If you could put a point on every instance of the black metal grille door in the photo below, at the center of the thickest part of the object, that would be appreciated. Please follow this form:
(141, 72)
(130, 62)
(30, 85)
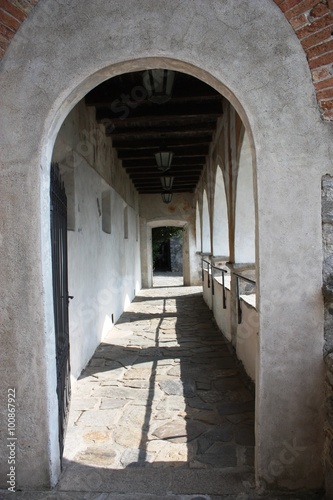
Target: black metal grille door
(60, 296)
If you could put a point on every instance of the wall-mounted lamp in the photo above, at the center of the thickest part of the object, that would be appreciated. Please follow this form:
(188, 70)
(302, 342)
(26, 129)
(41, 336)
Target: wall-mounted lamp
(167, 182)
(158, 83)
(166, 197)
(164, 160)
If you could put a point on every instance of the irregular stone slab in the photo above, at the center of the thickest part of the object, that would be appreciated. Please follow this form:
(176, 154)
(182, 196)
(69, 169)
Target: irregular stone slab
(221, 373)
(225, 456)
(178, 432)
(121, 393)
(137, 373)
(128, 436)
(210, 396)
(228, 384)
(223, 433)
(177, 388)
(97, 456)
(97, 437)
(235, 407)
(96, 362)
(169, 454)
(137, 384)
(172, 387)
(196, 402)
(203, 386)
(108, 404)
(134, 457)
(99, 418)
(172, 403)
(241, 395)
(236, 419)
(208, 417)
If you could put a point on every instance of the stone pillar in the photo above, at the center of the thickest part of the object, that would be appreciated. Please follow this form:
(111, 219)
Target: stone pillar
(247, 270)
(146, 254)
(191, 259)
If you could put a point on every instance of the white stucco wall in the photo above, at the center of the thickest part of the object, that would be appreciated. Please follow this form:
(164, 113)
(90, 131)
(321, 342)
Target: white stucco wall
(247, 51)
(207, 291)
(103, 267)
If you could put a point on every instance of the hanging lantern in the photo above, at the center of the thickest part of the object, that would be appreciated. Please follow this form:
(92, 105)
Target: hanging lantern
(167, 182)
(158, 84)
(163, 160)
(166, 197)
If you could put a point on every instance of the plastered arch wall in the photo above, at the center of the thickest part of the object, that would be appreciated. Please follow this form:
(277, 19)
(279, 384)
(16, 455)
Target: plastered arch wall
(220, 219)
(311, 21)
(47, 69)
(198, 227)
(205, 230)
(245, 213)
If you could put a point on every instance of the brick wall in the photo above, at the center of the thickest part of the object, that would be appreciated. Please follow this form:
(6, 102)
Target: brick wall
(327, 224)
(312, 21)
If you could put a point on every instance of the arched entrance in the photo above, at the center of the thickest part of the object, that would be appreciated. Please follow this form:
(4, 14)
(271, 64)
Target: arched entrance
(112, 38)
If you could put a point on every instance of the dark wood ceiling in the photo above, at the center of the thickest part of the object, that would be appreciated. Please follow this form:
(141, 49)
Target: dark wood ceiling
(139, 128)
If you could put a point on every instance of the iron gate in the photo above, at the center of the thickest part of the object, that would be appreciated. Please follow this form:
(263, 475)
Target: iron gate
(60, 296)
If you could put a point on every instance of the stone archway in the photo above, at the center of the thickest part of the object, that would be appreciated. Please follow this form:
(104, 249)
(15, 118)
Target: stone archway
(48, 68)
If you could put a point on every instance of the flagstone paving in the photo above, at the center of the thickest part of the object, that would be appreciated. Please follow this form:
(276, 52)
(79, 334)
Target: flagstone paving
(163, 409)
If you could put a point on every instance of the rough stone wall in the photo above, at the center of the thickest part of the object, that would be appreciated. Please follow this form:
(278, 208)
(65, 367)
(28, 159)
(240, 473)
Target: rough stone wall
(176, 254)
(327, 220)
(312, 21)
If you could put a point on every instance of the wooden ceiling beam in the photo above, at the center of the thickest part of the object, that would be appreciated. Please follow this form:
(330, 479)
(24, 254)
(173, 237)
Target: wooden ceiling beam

--------------------

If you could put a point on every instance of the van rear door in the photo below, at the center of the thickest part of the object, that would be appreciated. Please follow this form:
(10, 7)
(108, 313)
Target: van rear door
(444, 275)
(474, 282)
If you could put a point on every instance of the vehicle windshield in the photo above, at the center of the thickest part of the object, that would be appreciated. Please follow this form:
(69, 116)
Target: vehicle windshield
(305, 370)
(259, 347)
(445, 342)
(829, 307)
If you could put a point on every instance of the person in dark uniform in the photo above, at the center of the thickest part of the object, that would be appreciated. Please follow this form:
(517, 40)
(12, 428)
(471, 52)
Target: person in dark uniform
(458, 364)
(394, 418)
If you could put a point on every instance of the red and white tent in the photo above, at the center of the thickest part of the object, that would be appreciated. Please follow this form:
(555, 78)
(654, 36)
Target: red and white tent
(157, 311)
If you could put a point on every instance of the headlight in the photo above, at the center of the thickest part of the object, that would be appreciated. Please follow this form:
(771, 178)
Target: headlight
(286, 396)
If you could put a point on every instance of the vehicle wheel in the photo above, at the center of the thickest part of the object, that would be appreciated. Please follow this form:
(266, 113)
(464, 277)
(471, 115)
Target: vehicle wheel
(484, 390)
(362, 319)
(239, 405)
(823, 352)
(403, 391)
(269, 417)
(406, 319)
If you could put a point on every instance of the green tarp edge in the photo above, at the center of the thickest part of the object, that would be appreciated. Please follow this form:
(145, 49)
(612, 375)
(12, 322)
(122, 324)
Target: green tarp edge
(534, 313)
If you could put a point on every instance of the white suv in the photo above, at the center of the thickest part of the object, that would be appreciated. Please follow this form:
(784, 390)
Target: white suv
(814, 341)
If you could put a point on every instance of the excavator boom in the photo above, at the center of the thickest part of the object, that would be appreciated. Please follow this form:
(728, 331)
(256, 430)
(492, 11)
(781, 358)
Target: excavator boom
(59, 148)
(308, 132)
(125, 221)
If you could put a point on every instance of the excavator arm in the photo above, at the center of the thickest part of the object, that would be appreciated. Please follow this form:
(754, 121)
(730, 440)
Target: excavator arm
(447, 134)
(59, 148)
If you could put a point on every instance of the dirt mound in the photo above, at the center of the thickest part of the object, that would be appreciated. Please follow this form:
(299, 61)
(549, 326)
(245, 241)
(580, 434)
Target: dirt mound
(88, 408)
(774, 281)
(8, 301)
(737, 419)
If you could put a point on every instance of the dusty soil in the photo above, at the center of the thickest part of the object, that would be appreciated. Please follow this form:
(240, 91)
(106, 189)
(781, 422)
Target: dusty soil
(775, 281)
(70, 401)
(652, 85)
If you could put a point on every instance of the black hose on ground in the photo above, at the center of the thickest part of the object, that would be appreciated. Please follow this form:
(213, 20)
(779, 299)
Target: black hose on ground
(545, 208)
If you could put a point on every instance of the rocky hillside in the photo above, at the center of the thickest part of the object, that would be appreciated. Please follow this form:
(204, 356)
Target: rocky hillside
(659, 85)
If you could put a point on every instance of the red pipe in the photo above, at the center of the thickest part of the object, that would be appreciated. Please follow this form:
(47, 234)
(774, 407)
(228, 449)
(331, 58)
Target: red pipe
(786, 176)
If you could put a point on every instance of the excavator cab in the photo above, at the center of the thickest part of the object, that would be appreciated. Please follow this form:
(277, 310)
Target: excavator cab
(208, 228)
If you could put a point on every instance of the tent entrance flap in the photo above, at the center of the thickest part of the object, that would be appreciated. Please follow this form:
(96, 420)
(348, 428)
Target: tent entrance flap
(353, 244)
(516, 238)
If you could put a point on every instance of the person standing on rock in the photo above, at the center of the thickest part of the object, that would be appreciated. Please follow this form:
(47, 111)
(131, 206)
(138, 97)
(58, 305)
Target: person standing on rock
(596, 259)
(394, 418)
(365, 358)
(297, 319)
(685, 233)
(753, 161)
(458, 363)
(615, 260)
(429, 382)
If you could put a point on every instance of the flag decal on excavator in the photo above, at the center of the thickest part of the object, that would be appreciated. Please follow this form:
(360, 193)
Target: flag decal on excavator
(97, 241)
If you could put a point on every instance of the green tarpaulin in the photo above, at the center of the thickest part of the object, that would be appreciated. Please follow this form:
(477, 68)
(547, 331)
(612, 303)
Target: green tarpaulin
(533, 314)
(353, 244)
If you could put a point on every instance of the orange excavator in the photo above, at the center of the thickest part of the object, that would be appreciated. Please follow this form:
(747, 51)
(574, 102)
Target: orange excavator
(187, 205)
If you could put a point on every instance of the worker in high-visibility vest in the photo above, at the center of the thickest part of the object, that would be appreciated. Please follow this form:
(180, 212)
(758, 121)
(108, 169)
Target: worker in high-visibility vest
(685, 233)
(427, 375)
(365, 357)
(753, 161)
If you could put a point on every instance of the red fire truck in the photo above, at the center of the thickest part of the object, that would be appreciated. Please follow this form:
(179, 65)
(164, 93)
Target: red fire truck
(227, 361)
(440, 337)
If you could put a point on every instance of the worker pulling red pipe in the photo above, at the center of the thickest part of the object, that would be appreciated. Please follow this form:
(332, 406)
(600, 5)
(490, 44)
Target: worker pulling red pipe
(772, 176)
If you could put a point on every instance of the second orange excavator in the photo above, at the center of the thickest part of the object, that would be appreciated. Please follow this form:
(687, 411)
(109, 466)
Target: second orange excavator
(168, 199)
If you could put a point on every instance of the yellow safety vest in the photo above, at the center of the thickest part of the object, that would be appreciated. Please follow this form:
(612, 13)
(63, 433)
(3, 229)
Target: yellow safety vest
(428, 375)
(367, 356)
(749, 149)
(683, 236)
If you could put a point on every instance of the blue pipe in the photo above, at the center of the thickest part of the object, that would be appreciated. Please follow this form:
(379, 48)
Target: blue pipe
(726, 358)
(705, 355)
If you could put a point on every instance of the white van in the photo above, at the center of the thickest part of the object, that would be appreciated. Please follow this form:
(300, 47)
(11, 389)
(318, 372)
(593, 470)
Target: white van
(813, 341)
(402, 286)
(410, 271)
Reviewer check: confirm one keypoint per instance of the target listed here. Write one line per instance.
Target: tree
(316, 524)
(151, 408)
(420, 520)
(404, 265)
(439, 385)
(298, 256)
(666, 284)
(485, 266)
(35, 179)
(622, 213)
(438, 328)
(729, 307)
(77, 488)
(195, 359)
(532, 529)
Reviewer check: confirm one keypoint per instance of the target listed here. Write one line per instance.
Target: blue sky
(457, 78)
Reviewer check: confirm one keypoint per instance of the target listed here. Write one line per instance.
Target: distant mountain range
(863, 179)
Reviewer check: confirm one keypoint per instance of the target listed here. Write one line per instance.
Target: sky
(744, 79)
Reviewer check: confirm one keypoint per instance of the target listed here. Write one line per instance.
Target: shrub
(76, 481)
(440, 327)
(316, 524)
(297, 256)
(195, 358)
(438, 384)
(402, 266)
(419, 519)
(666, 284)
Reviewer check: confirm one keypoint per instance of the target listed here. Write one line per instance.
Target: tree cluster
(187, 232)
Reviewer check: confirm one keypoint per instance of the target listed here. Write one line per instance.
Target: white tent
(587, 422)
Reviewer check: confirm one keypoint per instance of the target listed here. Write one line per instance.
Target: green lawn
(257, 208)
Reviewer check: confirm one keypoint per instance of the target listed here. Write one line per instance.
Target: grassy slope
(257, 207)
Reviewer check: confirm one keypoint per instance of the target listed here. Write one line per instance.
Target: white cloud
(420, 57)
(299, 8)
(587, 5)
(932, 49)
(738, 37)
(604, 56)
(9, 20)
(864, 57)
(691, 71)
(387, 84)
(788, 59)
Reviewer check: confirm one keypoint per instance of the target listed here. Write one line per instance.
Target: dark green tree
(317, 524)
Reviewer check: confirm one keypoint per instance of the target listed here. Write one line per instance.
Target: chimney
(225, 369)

--------------------

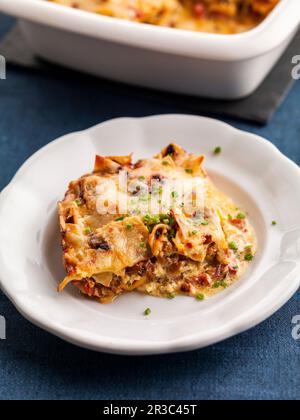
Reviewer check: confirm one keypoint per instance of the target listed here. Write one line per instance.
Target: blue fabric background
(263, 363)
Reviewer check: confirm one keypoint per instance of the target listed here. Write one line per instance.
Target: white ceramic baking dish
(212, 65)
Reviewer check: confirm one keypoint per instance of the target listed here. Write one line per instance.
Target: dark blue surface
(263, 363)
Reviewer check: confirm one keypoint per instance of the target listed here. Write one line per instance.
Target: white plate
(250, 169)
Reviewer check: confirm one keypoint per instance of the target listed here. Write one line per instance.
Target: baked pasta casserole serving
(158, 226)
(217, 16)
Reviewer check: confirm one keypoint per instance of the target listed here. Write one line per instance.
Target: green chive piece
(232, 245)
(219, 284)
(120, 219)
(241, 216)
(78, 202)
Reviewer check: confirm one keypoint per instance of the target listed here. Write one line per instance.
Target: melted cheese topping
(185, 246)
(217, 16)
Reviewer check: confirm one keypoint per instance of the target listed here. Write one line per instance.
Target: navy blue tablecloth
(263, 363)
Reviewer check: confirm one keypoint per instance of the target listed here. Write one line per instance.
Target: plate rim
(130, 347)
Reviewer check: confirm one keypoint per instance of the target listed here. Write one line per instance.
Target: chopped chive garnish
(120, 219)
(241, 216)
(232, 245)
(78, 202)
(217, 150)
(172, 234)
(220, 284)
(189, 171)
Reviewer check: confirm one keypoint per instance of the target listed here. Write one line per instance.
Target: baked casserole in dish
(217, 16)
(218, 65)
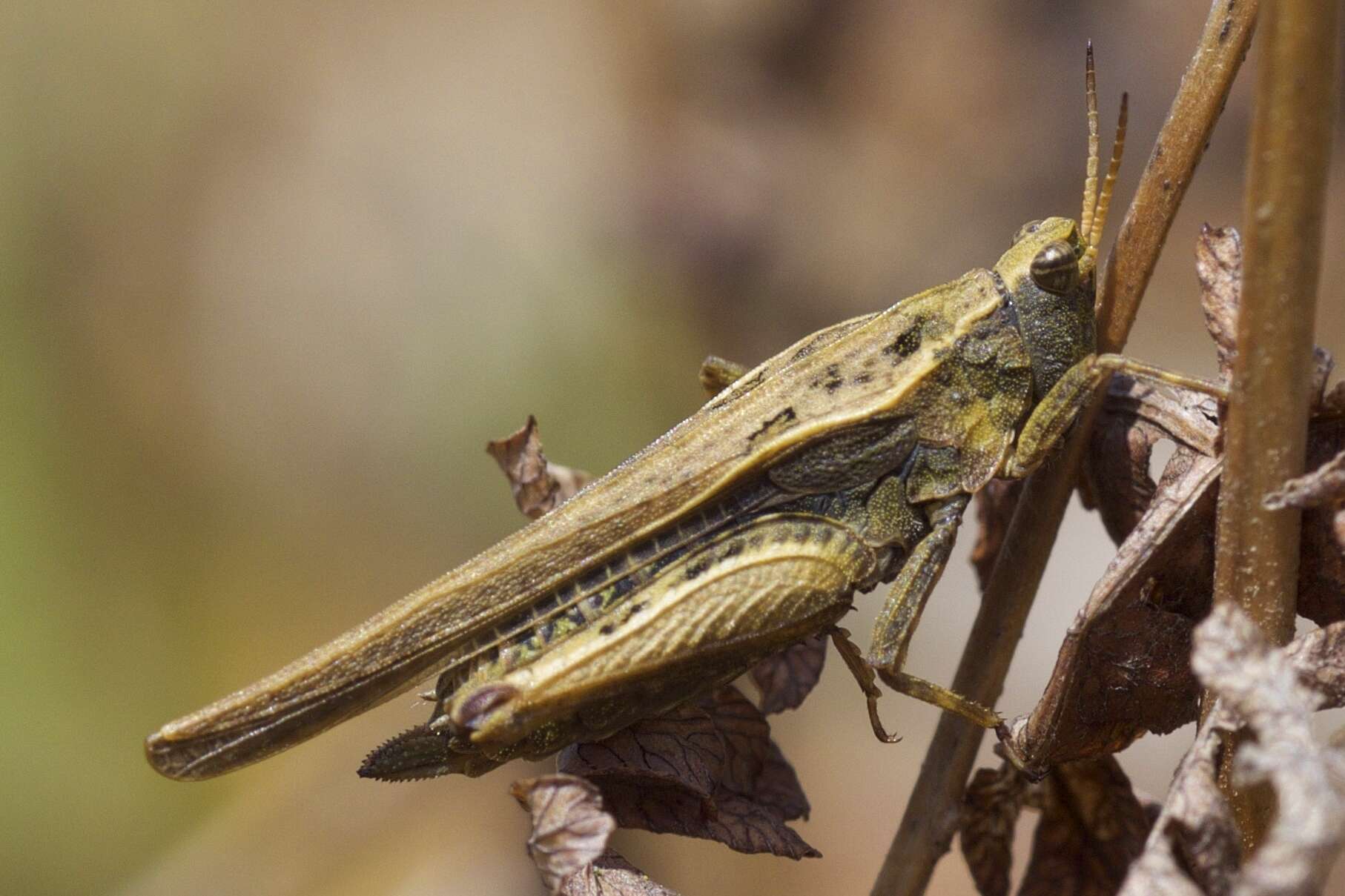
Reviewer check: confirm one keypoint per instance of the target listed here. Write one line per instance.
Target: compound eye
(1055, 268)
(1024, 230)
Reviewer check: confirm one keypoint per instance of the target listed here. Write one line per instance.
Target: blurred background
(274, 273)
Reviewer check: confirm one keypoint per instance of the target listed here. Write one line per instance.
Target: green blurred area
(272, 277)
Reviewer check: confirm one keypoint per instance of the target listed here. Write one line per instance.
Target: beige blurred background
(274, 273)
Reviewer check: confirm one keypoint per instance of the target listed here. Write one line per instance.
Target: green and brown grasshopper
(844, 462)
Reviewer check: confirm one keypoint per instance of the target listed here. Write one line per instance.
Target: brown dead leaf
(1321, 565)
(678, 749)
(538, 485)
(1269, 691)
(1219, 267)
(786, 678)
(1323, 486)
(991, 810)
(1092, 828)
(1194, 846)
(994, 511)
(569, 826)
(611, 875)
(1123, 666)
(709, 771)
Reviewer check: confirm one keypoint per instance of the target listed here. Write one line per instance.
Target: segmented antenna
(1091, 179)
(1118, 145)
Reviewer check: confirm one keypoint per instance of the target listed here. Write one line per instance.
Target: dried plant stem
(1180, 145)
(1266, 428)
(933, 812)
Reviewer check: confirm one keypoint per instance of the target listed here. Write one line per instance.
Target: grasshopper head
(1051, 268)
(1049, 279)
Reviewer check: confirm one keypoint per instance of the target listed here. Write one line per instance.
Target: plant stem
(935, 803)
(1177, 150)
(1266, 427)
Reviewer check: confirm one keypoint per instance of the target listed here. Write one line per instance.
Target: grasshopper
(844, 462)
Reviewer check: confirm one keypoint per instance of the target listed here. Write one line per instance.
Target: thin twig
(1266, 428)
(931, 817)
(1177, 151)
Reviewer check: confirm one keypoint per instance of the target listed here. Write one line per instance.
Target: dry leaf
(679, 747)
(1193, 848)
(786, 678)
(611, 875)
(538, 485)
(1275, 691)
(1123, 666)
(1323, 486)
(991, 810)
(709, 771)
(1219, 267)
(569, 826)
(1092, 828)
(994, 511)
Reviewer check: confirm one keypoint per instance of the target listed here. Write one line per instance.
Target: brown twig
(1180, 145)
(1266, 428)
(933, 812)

--------------------

◆ Problem details
Return every line of the listing above that contains "beam".

◆ Your solution
If you could put a point on every instance of the wooden ceiling beam in the photo above, at the center of the thickest part of the object, that would be appreciated. Please follow this form:
Target: wooden ceiling beam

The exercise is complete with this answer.